* **EXTRACTED ENTRIES**:

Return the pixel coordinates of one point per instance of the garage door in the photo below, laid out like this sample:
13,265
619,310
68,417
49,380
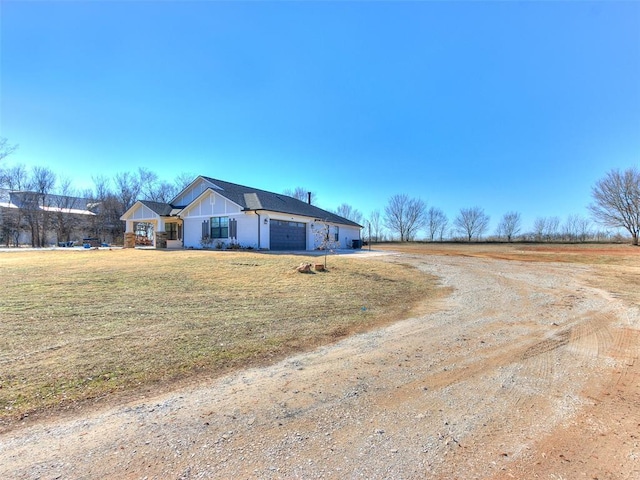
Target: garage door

* **YOUR OBJECTIVE**: Transcribe the records above exactly, excluding every picture.

* **SOLUTION FOR THIS EXERCISE**:
Return the pixel coordinates of one point per instance of the garage door in the photo below, laid out like this sample:
13,265
619,310
68,417
49,380
Target: garage door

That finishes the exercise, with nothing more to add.